- The exercise: Please return the material below word for word, leaving out the pictures.

Dataset rows on where objects appear:
************

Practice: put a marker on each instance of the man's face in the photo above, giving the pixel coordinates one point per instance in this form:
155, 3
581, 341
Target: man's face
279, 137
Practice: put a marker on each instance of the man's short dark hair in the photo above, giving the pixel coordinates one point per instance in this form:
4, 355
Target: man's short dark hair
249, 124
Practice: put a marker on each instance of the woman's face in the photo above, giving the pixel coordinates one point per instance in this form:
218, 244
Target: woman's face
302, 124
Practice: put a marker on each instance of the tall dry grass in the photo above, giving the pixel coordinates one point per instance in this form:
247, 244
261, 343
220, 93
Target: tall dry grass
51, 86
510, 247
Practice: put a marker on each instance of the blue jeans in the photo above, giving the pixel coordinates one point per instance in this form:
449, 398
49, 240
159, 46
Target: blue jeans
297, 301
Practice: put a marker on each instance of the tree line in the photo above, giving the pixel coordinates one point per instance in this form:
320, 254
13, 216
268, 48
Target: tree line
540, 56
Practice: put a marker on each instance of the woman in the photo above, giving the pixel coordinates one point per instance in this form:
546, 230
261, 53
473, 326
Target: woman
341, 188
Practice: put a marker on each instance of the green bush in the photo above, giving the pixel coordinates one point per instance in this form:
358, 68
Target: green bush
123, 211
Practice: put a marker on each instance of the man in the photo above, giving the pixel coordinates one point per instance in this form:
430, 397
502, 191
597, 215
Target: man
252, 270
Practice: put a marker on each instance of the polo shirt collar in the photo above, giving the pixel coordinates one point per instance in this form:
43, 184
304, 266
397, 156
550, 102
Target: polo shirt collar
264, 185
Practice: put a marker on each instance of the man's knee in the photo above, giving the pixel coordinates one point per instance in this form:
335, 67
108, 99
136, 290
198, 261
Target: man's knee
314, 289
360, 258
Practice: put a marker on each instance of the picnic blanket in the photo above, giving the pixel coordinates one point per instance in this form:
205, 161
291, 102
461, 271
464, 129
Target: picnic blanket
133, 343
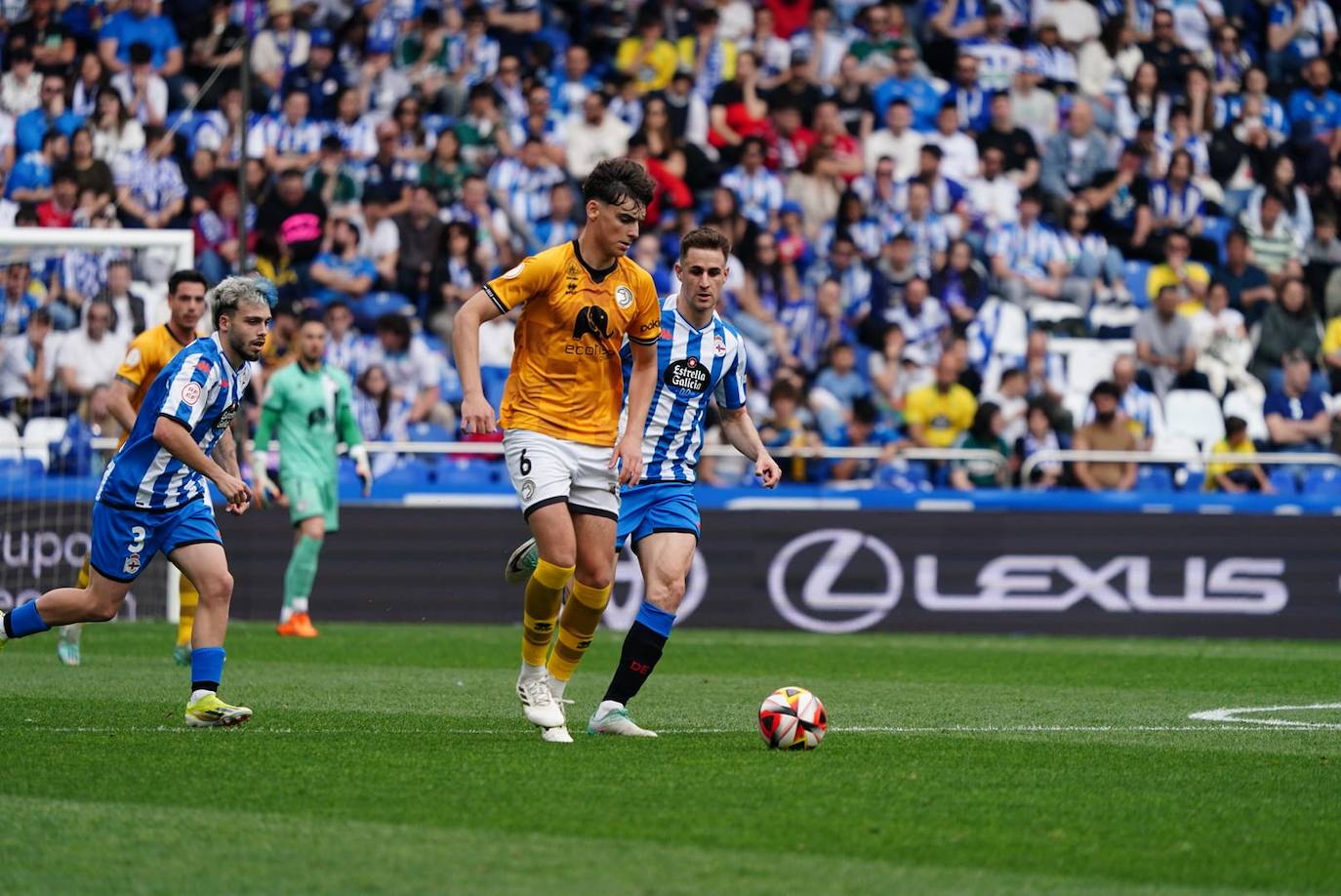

************

- Exercise response:
Practice: put a marker on each instance of the man's face in the photo above, giving the pixel coordinates one point per instance in this form:
155, 3
581, 341
Target: man's face
279, 137
Practice: put a marker on each instance of the man's short dark hair in the photo above, giving the pixel coordinates one point per instance in this form:
4, 355
Target: man's short dark hair
249, 124
Practice: put a marker on each instance of the woman's face in the photo above, giving the pixel coordinates one point per instance in this form:
218, 244
Target: woman's face
302, 124
Practice: put a marker on each instance of the tall dry grass in the photo above, giving the pixel coordinates one point per instance in this form:
247, 244
261, 343
220, 93
Target: tall dry grass
51, 86
510, 247
Practice: put a marker on each instance of the blue jeans in the photo above, giving the pixel coordinates one point per instance in this form:
449, 398
49, 240
159, 46
Target: blue jeans
297, 301
Practice: put a marker on each instance of the tree line in the photo above, giving the pixel coordinates one point per instance in this form:
320, 254
13, 216
268, 48
Target: tree line
540, 56
Practice: put a marker on each instance of the woman in the photo above, giving the pixel coordinates one point per instance in this form:
546, 230
261, 53
473, 326
Target: woman
341, 188
Practice: put a marker on each instance of the green bush in the photo above, giving the pixel coordinates one point per instance in this form:
358, 68
Target: green bush
123, 211
Practice: put a marker on each instance of the man in the photo above, giving the pixel coordinates one point per instance in this form:
430, 397
502, 191
597, 215
Target: man
252, 270
Practice: put a marker on each instance of the polo shirt collar in the photo above, giving the pixel coordinates one point per instance in this form:
43, 184
304, 266
397, 156
550, 102
Target: polo shirt collar
264, 185
Practice: put a marker on each instance of the man's knee in the photo above, giving the pixel coordinates one point per instance in this form:
335, 67
108, 99
136, 290
198, 261
Target: man's knee
314, 289
360, 258
Practice: put a marker on each instance of the picnic blanket in the photo above, giving the pixel coordinates one point per instance in this form:
205, 161
291, 102
461, 271
464, 129
Target: picnic blanket
133, 343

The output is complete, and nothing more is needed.